# START OF Available data

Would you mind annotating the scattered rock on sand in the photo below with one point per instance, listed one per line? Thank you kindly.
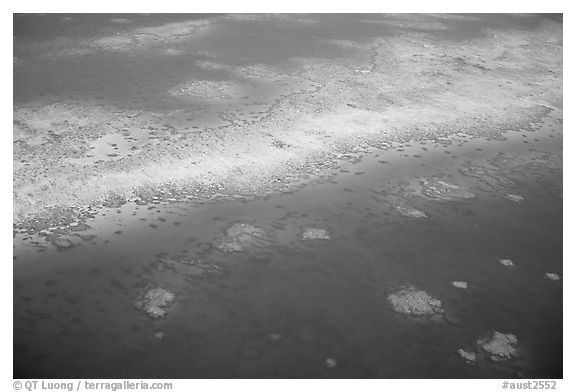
(552, 276)
(239, 236)
(330, 363)
(506, 262)
(155, 301)
(500, 346)
(514, 198)
(315, 234)
(415, 302)
(439, 189)
(460, 285)
(468, 356)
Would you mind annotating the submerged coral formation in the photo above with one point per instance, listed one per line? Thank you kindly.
(155, 302)
(439, 189)
(500, 346)
(468, 356)
(239, 236)
(315, 234)
(506, 262)
(460, 285)
(406, 210)
(415, 302)
(514, 198)
(196, 267)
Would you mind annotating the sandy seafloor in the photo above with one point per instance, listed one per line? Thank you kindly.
(140, 139)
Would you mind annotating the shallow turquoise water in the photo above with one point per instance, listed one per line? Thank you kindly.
(74, 313)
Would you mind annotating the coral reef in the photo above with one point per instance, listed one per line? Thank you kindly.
(499, 346)
(314, 234)
(155, 302)
(411, 301)
(240, 236)
(439, 189)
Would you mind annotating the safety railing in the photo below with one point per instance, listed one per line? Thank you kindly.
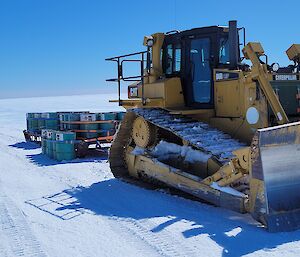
(138, 57)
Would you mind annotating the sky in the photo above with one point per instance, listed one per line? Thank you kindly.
(58, 47)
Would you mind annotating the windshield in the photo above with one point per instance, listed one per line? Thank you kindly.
(224, 51)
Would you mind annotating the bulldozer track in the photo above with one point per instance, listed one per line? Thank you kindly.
(199, 135)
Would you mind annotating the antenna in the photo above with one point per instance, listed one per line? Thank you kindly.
(175, 14)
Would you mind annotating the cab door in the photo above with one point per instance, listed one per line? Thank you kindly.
(197, 81)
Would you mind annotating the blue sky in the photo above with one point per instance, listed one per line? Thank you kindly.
(58, 47)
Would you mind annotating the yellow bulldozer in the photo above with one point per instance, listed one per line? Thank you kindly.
(208, 115)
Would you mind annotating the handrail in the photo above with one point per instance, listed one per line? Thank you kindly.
(122, 56)
(119, 60)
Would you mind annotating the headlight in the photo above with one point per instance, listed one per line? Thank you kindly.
(275, 67)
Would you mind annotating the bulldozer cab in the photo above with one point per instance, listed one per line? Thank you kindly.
(193, 54)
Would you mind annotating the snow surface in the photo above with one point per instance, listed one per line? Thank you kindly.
(78, 209)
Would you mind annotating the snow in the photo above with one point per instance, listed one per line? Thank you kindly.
(77, 208)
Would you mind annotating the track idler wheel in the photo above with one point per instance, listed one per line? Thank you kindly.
(144, 133)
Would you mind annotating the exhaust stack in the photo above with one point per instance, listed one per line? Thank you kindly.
(233, 45)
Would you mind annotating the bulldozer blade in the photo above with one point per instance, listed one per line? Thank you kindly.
(276, 163)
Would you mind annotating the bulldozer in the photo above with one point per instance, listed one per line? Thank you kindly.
(207, 114)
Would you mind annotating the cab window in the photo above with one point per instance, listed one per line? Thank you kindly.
(224, 51)
(172, 59)
(169, 62)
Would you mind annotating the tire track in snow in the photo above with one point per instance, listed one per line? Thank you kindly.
(164, 243)
(15, 232)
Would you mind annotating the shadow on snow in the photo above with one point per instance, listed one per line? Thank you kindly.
(43, 160)
(26, 145)
(114, 198)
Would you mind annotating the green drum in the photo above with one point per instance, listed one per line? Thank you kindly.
(74, 116)
(69, 117)
(41, 123)
(109, 125)
(108, 116)
(64, 146)
(50, 143)
(44, 145)
(89, 117)
(120, 115)
(51, 124)
(64, 150)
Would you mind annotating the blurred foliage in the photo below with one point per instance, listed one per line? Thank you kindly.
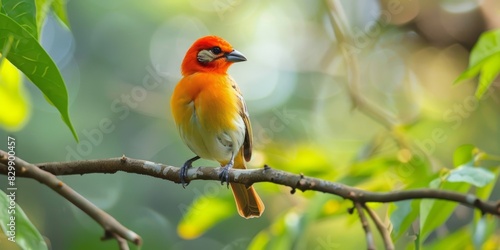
(20, 22)
(121, 61)
(25, 234)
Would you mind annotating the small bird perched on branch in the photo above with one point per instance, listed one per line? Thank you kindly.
(212, 117)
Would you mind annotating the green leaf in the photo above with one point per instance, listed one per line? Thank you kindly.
(434, 213)
(23, 12)
(476, 176)
(489, 72)
(463, 154)
(59, 8)
(203, 214)
(484, 59)
(42, 8)
(29, 57)
(26, 234)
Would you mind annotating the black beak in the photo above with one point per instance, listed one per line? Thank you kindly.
(235, 56)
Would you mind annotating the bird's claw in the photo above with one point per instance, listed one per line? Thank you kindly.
(183, 174)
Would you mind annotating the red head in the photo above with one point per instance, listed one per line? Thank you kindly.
(210, 54)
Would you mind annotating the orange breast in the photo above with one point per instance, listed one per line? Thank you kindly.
(211, 97)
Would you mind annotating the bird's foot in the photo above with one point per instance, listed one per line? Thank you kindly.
(184, 169)
(224, 173)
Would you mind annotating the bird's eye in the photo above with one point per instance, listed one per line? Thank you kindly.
(216, 50)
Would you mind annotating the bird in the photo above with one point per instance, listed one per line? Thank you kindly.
(212, 117)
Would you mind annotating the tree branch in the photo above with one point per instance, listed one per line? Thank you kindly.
(366, 226)
(112, 228)
(345, 42)
(386, 237)
(247, 177)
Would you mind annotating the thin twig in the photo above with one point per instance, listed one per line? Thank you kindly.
(111, 225)
(370, 243)
(386, 236)
(347, 45)
(251, 176)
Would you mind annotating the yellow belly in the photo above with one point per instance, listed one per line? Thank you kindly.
(206, 112)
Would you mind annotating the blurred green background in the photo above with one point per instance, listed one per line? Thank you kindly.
(121, 61)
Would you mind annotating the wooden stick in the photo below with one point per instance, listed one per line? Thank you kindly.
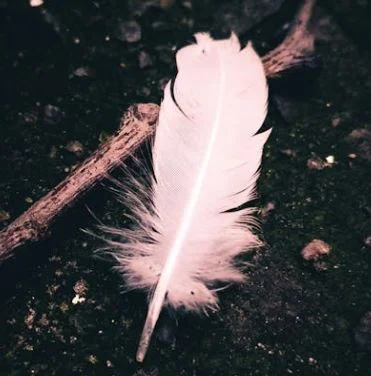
(137, 124)
(296, 47)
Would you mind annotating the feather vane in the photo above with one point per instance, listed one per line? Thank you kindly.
(206, 157)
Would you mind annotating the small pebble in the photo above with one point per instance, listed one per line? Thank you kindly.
(144, 59)
(315, 249)
(128, 31)
(316, 163)
(78, 299)
(362, 333)
(76, 148)
(53, 114)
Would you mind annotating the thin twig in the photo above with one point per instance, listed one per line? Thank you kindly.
(137, 124)
(297, 46)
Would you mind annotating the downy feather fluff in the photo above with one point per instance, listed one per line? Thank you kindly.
(206, 156)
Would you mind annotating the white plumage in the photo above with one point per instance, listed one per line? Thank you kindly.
(206, 158)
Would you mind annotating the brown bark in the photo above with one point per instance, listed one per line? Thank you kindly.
(137, 124)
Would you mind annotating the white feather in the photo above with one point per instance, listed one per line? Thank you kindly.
(206, 158)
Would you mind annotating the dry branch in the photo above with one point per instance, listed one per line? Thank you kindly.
(137, 124)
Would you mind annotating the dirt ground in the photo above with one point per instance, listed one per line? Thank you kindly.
(68, 70)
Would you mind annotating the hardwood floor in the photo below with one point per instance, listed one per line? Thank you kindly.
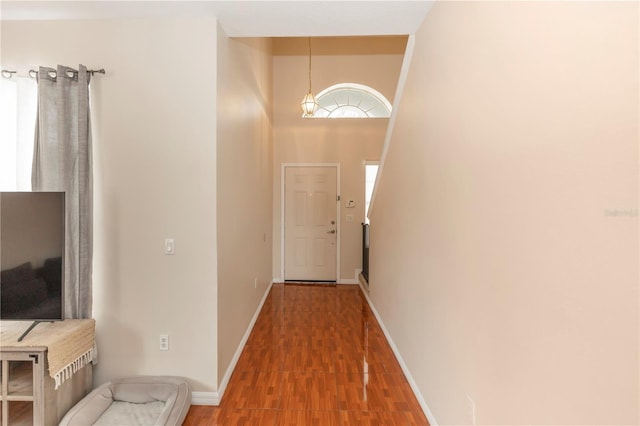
(316, 356)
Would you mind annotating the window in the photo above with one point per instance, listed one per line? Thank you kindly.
(351, 100)
(370, 173)
(18, 105)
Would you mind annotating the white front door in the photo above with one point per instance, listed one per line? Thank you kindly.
(310, 223)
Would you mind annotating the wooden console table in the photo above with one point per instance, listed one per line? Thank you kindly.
(47, 373)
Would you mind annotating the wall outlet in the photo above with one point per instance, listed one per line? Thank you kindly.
(471, 411)
(164, 342)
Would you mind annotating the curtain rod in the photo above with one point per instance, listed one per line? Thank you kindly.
(34, 73)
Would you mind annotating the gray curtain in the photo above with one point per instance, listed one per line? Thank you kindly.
(62, 162)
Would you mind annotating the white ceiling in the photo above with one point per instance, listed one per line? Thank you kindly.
(241, 18)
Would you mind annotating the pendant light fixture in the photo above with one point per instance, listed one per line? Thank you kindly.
(309, 103)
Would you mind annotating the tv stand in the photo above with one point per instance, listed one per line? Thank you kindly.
(31, 327)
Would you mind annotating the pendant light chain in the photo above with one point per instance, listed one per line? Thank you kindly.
(309, 104)
(309, 64)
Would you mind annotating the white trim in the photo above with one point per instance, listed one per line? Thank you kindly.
(363, 283)
(205, 398)
(404, 71)
(282, 199)
(405, 369)
(355, 280)
(232, 365)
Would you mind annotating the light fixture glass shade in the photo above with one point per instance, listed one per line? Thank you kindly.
(309, 105)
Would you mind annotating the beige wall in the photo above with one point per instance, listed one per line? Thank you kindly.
(504, 236)
(245, 196)
(374, 62)
(155, 178)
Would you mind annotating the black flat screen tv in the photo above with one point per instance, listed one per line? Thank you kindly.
(32, 243)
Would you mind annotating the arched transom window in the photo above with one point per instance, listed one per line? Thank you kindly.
(351, 100)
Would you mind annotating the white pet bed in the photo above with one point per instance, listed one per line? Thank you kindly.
(144, 400)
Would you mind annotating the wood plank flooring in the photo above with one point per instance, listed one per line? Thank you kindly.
(316, 356)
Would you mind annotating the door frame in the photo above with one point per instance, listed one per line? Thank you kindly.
(283, 167)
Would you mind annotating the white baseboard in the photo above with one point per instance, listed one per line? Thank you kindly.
(405, 369)
(205, 398)
(236, 356)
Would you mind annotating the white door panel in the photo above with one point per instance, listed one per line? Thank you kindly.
(310, 229)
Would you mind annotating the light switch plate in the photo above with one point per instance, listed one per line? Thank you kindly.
(169, 246)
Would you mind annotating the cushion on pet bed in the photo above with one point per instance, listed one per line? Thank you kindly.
(143, 400)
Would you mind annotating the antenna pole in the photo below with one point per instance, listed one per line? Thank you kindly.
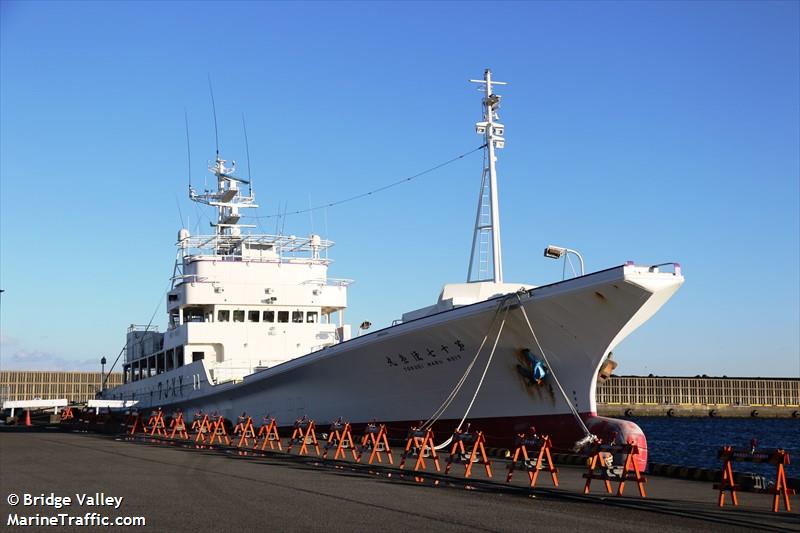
(188, 149)
(214, 110)
(247, 151)
(493, 134)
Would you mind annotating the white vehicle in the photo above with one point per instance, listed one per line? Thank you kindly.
(256, 326)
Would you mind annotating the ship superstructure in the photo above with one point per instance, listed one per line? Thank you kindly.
(256, 326)
(239, 301)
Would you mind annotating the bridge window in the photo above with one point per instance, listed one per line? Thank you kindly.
(193, 314)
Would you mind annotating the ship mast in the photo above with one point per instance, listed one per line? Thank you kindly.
(486, 235)
(228, 200)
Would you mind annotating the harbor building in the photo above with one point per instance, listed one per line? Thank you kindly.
(50, 385)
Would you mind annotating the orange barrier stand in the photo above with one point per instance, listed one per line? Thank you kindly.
(155, 425)
(477, 453)
(303, 432)
(630, 470)
(376, 440)
(133, 424)
(340, 434)
(533, 466)
(779, 457)
(422, 441)
(245, 431)
(269, 433)
(178, 427)
(218, 431)
(202, 426)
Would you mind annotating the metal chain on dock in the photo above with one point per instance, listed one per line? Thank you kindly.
(589, 436)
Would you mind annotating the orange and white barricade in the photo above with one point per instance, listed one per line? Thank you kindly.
(341, 436)
(375, 440)
(778, 457)
(245, 431)
(201, 426)
(476, 453)
(630, 470)
(533, 465)
(420, 441)
(304, 432)
(268, 434)
(219, 432)
(134, 424)
(178, 427)
(156, 425)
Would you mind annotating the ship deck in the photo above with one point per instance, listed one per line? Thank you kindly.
(184, 489)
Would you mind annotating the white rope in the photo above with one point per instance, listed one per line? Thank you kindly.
(588, 435)
(450, 397)
(483, 376)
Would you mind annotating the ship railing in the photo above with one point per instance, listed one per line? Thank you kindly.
(141, 327)
(281, 244)
(332, 282)
(191, 278)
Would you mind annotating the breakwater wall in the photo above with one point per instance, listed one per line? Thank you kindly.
(699, 396)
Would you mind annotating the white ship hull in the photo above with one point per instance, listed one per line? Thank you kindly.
(401, 375)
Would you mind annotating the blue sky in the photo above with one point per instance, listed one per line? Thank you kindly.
(635, 130)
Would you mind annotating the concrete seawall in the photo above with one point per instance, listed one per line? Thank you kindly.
(720, 411)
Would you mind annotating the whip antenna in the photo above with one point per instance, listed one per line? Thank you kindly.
(247, 151)
(188, 148)
(214, 110)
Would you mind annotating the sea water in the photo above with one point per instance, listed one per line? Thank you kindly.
(696, 441)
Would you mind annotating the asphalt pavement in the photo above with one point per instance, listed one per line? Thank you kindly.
(188, 489)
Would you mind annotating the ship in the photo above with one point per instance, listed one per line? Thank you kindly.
(256, 326)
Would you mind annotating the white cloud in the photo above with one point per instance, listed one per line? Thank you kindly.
(22, 359)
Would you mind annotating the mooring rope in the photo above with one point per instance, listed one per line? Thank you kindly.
(589, 436)
(450, 397)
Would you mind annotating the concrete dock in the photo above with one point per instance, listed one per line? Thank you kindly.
(188, 489)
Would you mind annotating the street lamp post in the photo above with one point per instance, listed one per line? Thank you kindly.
(555, 252)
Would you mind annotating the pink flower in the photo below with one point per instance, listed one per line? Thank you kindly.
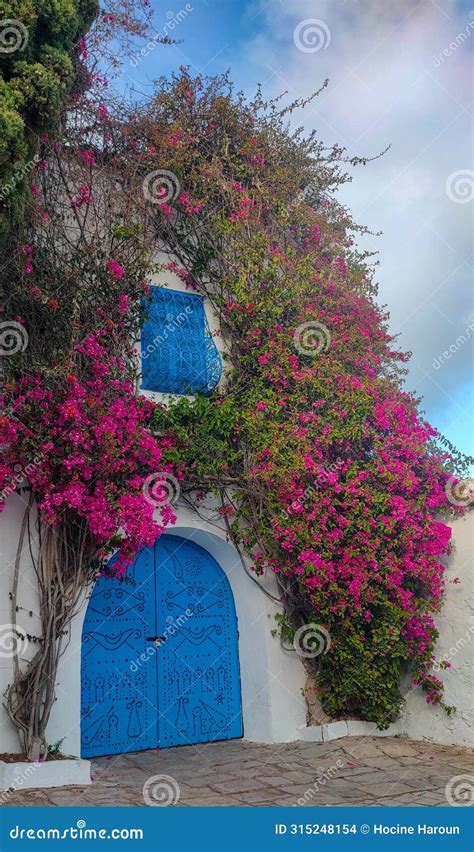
(115, 269)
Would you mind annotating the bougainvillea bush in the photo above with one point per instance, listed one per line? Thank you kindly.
(328, 474)
(76, 439)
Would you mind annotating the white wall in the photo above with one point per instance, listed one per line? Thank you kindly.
(273, 707)
(456, 644)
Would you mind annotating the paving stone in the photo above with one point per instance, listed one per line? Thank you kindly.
(397, 748)
(387, 788)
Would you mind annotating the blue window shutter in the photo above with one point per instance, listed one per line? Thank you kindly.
(178, 352)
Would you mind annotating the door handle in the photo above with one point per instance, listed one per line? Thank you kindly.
(157, 640)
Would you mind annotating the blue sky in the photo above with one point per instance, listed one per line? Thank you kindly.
(400, 75)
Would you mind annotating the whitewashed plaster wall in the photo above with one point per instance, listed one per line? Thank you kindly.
(273, 708)
(455, 645)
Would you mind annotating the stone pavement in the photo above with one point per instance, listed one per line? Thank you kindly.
(364, 771)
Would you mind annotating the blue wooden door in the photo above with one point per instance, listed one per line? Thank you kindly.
(118, 689)
(160, 662)
(198, 663)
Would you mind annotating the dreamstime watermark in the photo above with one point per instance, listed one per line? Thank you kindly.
(454, 650)
(456, 346)
(18, 476)
(75, 832)
(172, 323)
(312, 35)
(311, 640)
(173, 20)
(13, 337)
(173, 626)
(459, 791)
(161, 186)
(312, 338)
(461, 37)
(324, 775)
(460, 492)
(12, 641)
(22, 775)
(21, 170)
(160, 791)
(13, 35)
(161, 488)
(460, 186)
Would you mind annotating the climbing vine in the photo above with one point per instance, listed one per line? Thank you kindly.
(327, 473)
(76, 442)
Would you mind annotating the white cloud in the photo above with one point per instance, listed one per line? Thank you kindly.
(389, 86)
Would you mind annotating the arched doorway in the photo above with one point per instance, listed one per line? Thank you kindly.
(159, 659)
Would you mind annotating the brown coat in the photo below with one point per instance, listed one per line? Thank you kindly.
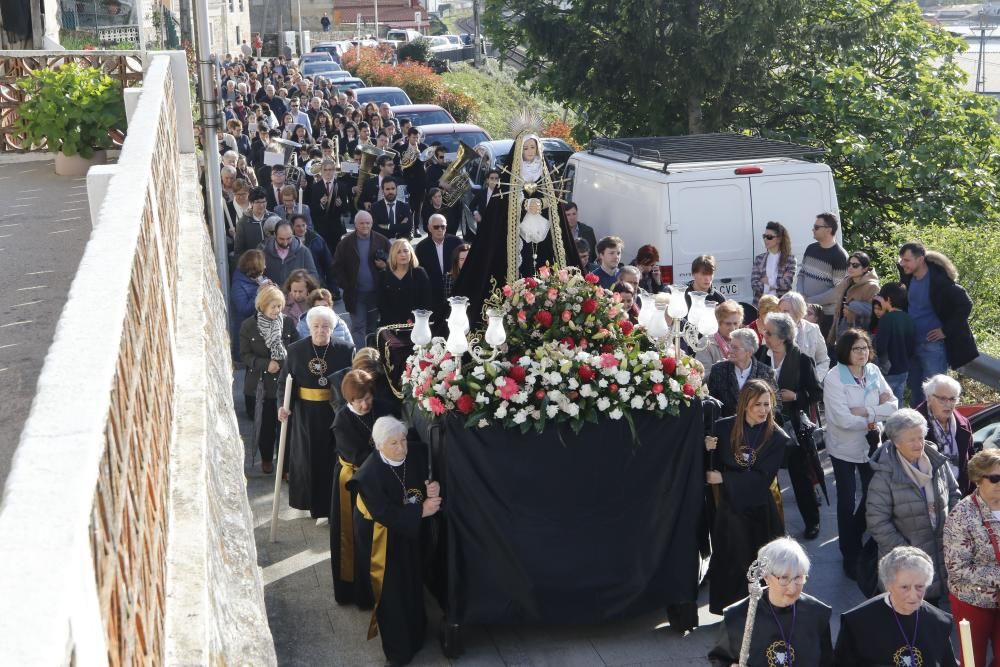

# END OF Available data

▶ _What you will do_:
Where the line containing "Would you mind annotating the blue window" appears above, start there and set down each line exactly through the last line of the data; leave out every picture.

▶ _Answer below_:
Would you mind annotating the blue window shutter in the photo above with one point per instance, listed one per line? Thank you kindly.
(178, 352)
Would you mind annotating the door handle in the photo above with one point per instance, listed one per line? Thank you kindly.
(157, 640)
Would you mind annotating the blue sky in the photo above with one point per instance, listed one per line? Thank you kindly.
(400, 75)
Would you mind annotating the whitewashed plaster wall in the photo above with one point per instance, listed one per line? Thank you kindly.
(273, 708)
(455, 645)
Would you mind annotating the stone pavement in the photo above with one point per instance, listed one per line? Thank you kindly.
(364, 771)
Would you mind annotating the blue wooden door in the photo above with one point per instance, listed one per line? Thank you kindly.
(118, 689)
(160, 662)
(198, 663)
Would you mind annotating the dreamstime watermark in the photo above with one point per instance, listed one per line? Thank you kindly.
(454, 650)
(456, 346)
(18, 476)
(75, 832)
(172, 323)
(312, 35)
(311, 640)
(173, 20)
(13, 337)
(173, 626)
(459, 791)
(161, 186)
(312, 338)
(461, 37)
(324, 775)
(460, 492)
(12, 641)
(22, 775)
(21, 170)
(160, 791)
(13, 35)
(161, 488)
(460, 186)
Would you mind annotating the climbing vine in the photo above with one point per instance, listed one per line? Thank you kindly.
(327, 473)
(76, 442)
Would you mind annotating the white cloud in the photo above with one point per instance, listed one per line? Thank you kindly.
(389, 86)
Would you mind annotating the arched doorway in the photo above with one point per instance, listed one per line? Thank you kindly.
(159, 659)
Would you mind annotating the brown coat in the photo below with one point per instance, listed one per line? Thank you kindly.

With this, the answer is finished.